* **PASSAGE TO READ**
★ ★ ★ ★
We first provide the final multiplication table in cycle decomposition notation and also one-line notation for the group S_3 acting on the set \{1,2,3 \}. The convention followed here is that the column element is on the right and the row element is on the left, and functions act on the left. Hence, to determine the effect of the composite permutation on any element of \{ 1,2,3 \}, we must first apply the permutation given by the column element and then apply the permutation given by the row element.

Cycle decomposition notation

Element () (1, 2) (2, 3) (1, 3) (1, 2, 3) (1, 3, 2)
() () (1, 2) (2, 3) (1, 3) (1, 2, 3) (1, 3, 2)
(1, 2) (1, 2) () (1, 2, 3) (1, 3, 2) (2, 3) (1, 3)
(2, 3) (2, 3) (1, 3, 2) () (1, 2, 3) (1, 3) (1, 2)
(1, 3) (1, 3) (1, 2, 3) (1, 3, 2) () (1, 2) (2, 3)
(1, 2, 3) (1, 2, 3) (1, 3) (1, 2) (2, 3) (1, 3, 2) ()
(1, 3, 2) (1, 3, 2) (2, 3) (1, 3) (1, 2) () (1, 2, 3)


One-line notation

Element 123 213 132 321 231 312
123 123 213 132 321 231 312
213 213 123 231 312 132 321
132 132 312 123 231 321 213
321 321 231 312 123 213 132
231 231 321 213 132 312 123
312 312 132 321 213 123 231


For this article, we follow the left action convention, which is standard in most introductory courses and treatments, although group theorists often uses right action because of the convenience of exponential notation.

Review of preliminaries

What multiplication of permutations means

Suppose \sigma and \tau are (possibly equal) permutations on a set S. \sigma \circ \tau is also a permutation. For i \in S, we define:

\! (\sigma \circ \tau)(i) = \sigma(\tau(i))

In other words, we first apply \tau to i, and locate the answer as an element of S. Having done this, we apply \sigma to that element. The final answer we get is where \sigma \circ \tau should send i.

Thus, to describe \sigma \circ \tau, we need to apply the above procedure to every element i \in S.

We will restrict our attention to S = \{ 1,2,\dots,n \}, and in fact to the case n = 3, though our initial remarks apply to other n.

What it means with one-line notation

It is pretty easy to multiply two permutations written in one-line notation. The first step is to convert the one-line notation to two-line notation. Recall that the one-line notation for a permutation \sigma on the set \{ 1,2,3,\dots,n \} simply lists the images \sigma(1),\sigma(2),\dots,\sigma(n). The two-line notation is:

\begin{pmatrix}1 & 2 & \dots & n \\ \sigma(1) & \sigma(2) & \dots & \sigma(n)\end{pmatrix}

The one-line notation is obtained by suppressing the top line of the two-line notation.
★ ★ ★ ★
* **DATA SHOWN**
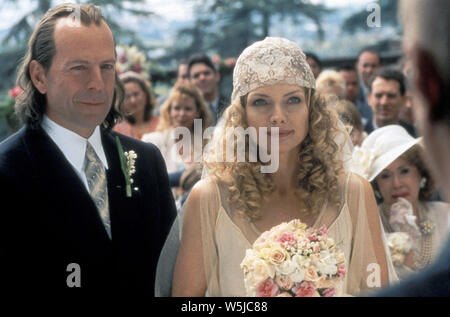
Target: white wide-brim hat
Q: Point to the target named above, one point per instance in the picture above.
(380, 148)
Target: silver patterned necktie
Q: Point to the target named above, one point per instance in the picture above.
(96, 178)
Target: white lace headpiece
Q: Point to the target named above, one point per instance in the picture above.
(272, 61)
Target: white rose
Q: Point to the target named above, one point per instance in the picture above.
(327, 269)
(260, 271)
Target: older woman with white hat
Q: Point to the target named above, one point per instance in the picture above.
(416, 227)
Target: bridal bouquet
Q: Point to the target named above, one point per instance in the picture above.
(291, 260)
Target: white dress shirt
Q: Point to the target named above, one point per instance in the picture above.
(73, 146)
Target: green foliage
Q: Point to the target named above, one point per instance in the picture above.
(226, 27)
(7, 112)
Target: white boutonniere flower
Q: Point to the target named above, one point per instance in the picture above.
(127, 164)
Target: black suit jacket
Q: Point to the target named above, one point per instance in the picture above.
(52, 221)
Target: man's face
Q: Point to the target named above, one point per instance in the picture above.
(351, 84)
(367, 63)
(204, 78)
(182, 76)
(385, 101)
(79, 85)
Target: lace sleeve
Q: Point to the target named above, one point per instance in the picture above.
(369, 266)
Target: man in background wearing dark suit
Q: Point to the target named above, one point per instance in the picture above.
(82, 218)
(367, 63)
(426, 43)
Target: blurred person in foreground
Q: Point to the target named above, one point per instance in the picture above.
(416, 227)
(367, 63)
(74, 225)
(386, 98)
(426, 43)
(138, 107)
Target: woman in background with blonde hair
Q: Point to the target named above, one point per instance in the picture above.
(330, 82)
(138, 106)
(351, 118)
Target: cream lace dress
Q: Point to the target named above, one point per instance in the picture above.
(226, 236)
(430, 245)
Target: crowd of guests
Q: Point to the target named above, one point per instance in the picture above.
(373, 103)
(390, 185)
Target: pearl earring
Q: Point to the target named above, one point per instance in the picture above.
(423, 182)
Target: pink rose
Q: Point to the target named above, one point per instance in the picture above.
(329, 292)
(341, 270)
(267, 289)
(287, 238)
(13, 93)
(305, 289)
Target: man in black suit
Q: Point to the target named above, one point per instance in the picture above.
(386, 97)
(426, 26)
(203, 74)
(367, 63)
(76, 222)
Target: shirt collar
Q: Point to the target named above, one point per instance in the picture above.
(73, 145)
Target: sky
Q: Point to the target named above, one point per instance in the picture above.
(168, 10)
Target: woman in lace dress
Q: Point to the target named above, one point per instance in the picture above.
(273, 87)
(404, 188)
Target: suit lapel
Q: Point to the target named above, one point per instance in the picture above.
(63, 190)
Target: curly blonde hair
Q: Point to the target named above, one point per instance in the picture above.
(179, 91)
(319, 168)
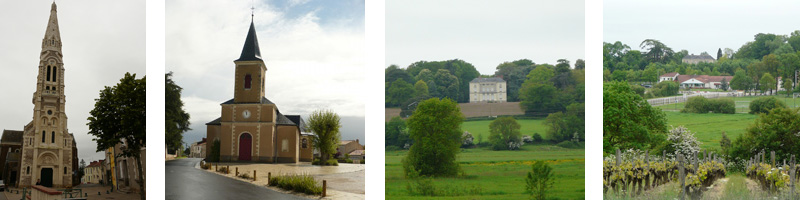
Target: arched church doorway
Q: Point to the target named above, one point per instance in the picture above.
(245, 146)
(46, 177)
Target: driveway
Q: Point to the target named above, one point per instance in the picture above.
(184, 181)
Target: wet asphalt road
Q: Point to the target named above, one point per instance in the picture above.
(183, 181)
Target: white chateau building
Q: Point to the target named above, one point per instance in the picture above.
(487, 90)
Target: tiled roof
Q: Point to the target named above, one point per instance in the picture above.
(671, 74)
(215, 122)
(699, 57)
(264, 100)
(485, 80)
(704, 78)
(11, 137)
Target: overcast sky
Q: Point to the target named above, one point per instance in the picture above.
(314, 52)
(697, 26)
(101, 41)
(484, 33)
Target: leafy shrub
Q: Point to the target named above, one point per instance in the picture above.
(392, 148)
(331, 162)
(302, 183)
(765, 104)
(539, 180)
(504, 134)
(223, 170)
(423, 185)
(537, 138)
(570, 144)
(700, 104)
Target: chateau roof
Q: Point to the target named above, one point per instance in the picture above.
(484, 80)
(671, 74)
(250, 51)
(700, 57)
(704, 78)
(264, 100)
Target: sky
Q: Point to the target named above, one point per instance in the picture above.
(697, 26)
(484, 33)
(101, 41)
(314, 52)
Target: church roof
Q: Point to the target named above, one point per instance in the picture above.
(264, 100)
(250, 51)
(297, 119)
(215, 122)
(11, 137)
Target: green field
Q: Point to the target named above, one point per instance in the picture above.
(499, 174)
(708, 128)
(527, 127)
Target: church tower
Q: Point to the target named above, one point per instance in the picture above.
(250, 71)
(47, 145)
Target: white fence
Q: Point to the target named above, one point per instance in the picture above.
(680, 99)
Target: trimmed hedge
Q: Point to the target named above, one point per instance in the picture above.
(700, 104)
(765, 104)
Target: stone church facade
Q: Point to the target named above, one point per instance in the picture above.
(251, 127)
(48, 148)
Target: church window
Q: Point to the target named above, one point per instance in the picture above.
(247, 80)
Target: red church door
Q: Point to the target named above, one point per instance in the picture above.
(245, 146)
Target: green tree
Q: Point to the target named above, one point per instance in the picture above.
(420, 88)
(628, 120)
(504, 133)
(580, 64)
(176, 119)
(539, 180)
(435, 129)
(656, 51)
(119, 117)
(396, 134)
(325, 125)
(399, 92)
(787, 85)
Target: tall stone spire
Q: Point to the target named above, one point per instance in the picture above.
(250, 51)
(52, 36)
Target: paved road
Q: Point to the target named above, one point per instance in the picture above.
(183, 181)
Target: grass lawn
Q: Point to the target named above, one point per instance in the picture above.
(527, 127)
(499, 174)
(708, 128)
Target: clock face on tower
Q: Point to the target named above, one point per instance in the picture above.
(246, 114)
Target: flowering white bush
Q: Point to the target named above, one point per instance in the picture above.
(683, 141)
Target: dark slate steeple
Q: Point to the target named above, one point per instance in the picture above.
(250, 51)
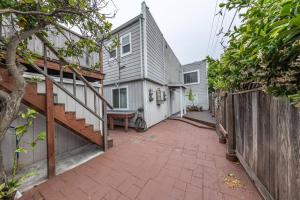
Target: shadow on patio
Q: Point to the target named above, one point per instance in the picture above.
(172, 160)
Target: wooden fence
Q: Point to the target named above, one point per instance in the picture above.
(264, 133)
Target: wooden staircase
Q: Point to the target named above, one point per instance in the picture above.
(65, 118)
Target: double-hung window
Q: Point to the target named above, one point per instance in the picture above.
(120, 98)
(112, 52)
(126, 44)
(191, 77)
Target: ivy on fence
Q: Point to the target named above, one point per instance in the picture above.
(264, 49)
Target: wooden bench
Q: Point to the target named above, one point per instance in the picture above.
(119, 115)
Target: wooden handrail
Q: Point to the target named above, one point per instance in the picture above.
(66, 91)
(65, 62)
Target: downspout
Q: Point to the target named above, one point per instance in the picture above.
(145, 68)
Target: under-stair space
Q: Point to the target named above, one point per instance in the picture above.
(67, 112)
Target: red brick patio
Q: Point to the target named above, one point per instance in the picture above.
(171, 161)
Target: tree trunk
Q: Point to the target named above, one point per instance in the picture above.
(10, 103)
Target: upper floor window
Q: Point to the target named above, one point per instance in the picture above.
(112, 52)
(191, 77)
(126, 44)
(120, 98)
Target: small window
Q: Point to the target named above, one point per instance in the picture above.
(112, 52)
(120, 98)
(191, 77)
(126, 44)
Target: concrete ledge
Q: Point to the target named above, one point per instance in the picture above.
(192, 123)
(201, 121)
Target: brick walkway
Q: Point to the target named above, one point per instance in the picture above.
(203, 116)
(171, 161)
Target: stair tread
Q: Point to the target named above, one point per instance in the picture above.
(37, 100)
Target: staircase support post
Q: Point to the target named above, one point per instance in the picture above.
(105, 145)
(50, 129)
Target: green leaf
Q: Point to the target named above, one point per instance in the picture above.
(21, 150)
(295, 21)
(41, 136)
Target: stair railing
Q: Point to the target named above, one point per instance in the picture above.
(76, 76)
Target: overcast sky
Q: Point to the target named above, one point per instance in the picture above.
(185, 24)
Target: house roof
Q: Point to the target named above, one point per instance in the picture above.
(126, 24)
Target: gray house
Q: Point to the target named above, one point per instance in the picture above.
(143, 71)
(195, 79)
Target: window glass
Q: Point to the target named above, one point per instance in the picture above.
(125, 40)
(123, 98)
(113, 54)
(126, 48)
(120, 98)
(191, 77)
(126, 44)
(116, 98)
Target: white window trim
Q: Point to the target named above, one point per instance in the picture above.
(198, 73)
(112, 97)
(121, 50)
(109, 58)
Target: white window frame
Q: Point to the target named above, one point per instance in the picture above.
(130, 43)
(188, 72)
(109, 58)
(112, 97)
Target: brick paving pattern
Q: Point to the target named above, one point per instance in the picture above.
(171, 161)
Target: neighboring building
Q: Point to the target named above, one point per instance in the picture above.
(143, 71)
(195, 79)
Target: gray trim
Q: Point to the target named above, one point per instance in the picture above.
(128, 23)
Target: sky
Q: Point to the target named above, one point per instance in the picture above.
(186, 25)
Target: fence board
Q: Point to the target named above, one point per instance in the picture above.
(267, 142)
(294, 154)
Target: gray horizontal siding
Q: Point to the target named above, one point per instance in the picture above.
(135, 96)
(201, 89)
(155, 52)
(132, 62)
(172, 65)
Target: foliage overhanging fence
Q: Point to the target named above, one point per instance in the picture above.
(264, 133)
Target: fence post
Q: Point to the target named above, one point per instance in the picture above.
(50, 129)
(220, 116)
(230, 155)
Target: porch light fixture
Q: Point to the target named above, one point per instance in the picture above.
(151, 95)
(164, 95)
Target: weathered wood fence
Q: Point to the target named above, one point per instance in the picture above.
(264, 133)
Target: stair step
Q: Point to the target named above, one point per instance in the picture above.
(89, 126)
(65, 118)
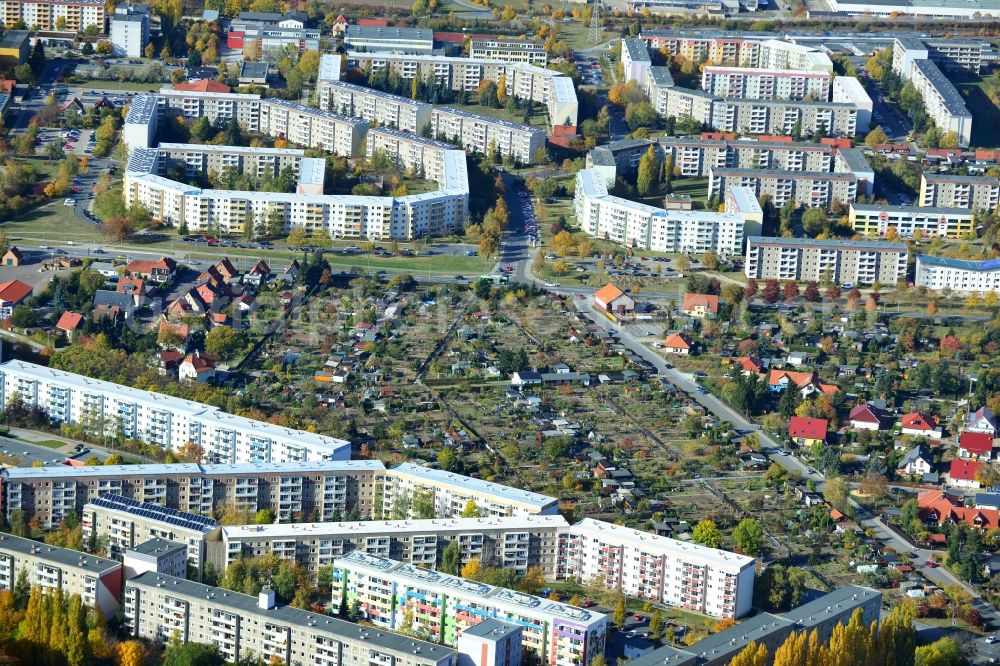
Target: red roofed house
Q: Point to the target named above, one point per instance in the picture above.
(962, 473)
(919, 425)
(868, 417)
(806, 431)
(12, 294)
(203, 85)
(700, 305)
(975, 446)
(196, 367)
(610, 298)
(678, 343)
(69, 323)
(12, 257)
(160, 270)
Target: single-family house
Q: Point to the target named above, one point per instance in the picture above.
(613, 300)
(12, 294)
(196, 367)
(160, 270)
(918, 424)
(69, 323)
(916, 462)
(678, 343)
(962, 473)
(12, 257)
(975, 446)
(700, 305)
(807, 431)
(867, 416)
(983, 420)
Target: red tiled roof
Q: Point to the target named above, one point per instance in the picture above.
(807, 428)
(916, 421)
(14, 291)
(975, 442)
(204, 85)
(677, 341)
(964, 470)
(69, 321)
(707, 301)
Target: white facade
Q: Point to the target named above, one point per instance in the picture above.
(374, 106)
(750, 83)
(963, 277)
(637, 225)
(162, 420)
(706, 580)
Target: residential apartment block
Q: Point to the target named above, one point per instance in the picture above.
(451, 493)
(812, 189)
(877, 220)
(374, 106)
(203, 158)
(524, 81)
(512, 542)
(751, 83)
(443, 606)
(509, 50)
(976, 193)
(706, 580)
(960, 276)
(162, 420)
(127, 523)
(43, 14)
(809, 259)
(97, 580)
(156, 606)
(638, 225)
(479, 134)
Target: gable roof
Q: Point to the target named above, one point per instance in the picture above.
(69, 321)
(14, 291)
(677, 341)
(608, 293)
(916, 421)
(807, 428)
(964, 470)
(976, 442)
(707, 301)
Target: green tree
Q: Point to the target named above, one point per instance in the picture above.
(749, 536)
(707, 533)
(649, 169)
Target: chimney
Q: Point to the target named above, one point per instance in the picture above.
(265, 600)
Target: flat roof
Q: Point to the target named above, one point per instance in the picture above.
(194, 410)
(245, 604)
(62, 556)
(143, 109)
(637, 50)
(987, 266)
(827, 244)
(470, 485)
(361, 527)
(149, 511)
(499, 122)
(916, 211)
(156, 548)
(627, 536)
(413, 576)
(312, 171)
(390, 33)
(192, 469)
(952, 99)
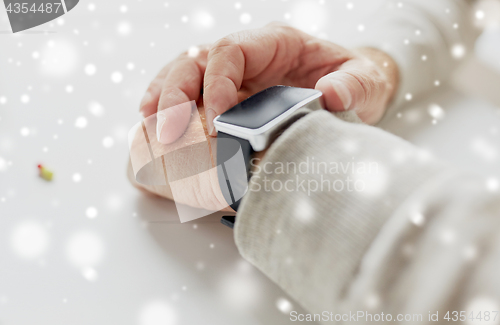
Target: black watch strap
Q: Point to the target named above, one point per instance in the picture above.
(233, 177)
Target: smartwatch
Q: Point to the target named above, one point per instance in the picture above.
(251, 126)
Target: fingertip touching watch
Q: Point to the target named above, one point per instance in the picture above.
(251, 126)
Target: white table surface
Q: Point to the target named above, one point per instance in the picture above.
(134, 263)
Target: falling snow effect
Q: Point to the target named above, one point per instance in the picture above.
(85, 249)
(29, 240)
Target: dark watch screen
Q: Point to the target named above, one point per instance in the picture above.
(265, 106)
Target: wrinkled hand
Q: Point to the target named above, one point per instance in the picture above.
(247, 62)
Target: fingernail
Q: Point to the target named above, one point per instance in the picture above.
(145, 100)
(210, 115)
(171, 123)
(343, 93)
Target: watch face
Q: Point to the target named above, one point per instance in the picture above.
★ ★ ★ ★
* **TASKS FOR THIS EXERCISE**
A. According to the passage on multiplying permutations in S_3, which element's permutation is applied first when finding the composite of a row element and a column element?
B. Continue the passage on multiplying permutations in S_3 from the point where it stops.
The entries have no connection to the passage on multiplying permutations in S_3.

* **OUTPUTS FOR THE TASKS**
A. The permutation given by the column element is applied first, and then the one given by the row element.

B.
When multiplying, the two-line notation is operationally easier. To find the two-line notation for \sigma \circ \tau, we have to find \sigma(\tau(i)) for each i. We do this by first looking up the entry under i in the two-line notation for \tau. Call that j. We now look up the entry under j in the two-line notation for \sigma. Whatever answer we get, we write it as the entry under i in the two-line notation for \sigma \circ \tau. We do this for each i \in \{ 1,2,\dots,n \}. To retrieve the one-line notation, we simply remove the top line.

What it means with cycle decomposition notation

Further information: cycle decomposition, understanding the cycle decomposition

The cycle decomposition of a permutation breaks it up as a product of disjoint cycles. The permutations \sigma and \tau that we are multiplying each has its own cycle decomposition. Composing them could give a permutation that has a very different cycle decomposition from either of them. The exception occurs when both \sigma and \tau are equal, or are powers of each other -- in this case, the cycle structure of the product looks very similar to that of \sigma and \tau. For more, see Understanding the cycle decomposition#Computing the powers of a permutation.

All the 36 multiplications

We proceed column major (i.e., we do all the multiplications in a column and then move to the next column), providing full explanations with the two-line notation, along with any shortcut explanations where they exist, for each of the multiplications.

First column and first row

The first column of the multiplication table considers multiplication where the second element being multiplied is the identity element () (the permutation that sends 1 to 1, 2 to 2, and 3 to 3). By the definition of identity element, the product is just the first element. Therefore, the first column coincides with the row headers column

Similarly, the first row of the multiplication table considers multiplication where the first element is the identity (). Thus, the first row coincides with the column headers row.

The partial multiplication table constructed thus far is:

Element () (1, 2) (2, 3) (1, 3) (1, 2, 3) (1, 3, 2)
() () (1, 2) (2, 3) (1, 3) (1, 2, 3) (1, 3, 2)
(1, 2) (1, 2)  ?  ?  ?  ?  ?
(2, 3) (2, 3)  ?  ?  ?  ?  ?
(1, 3) (1, 3)  ?  ?  ?  ?  ?
(1, 2, 3) (1, 2, 3)  ?  ?  ?  ?  ?
(1, 3, 2) (1, 3, 2)  ?  ?  ?  ?  ?

Second column: multiplication with (1,2)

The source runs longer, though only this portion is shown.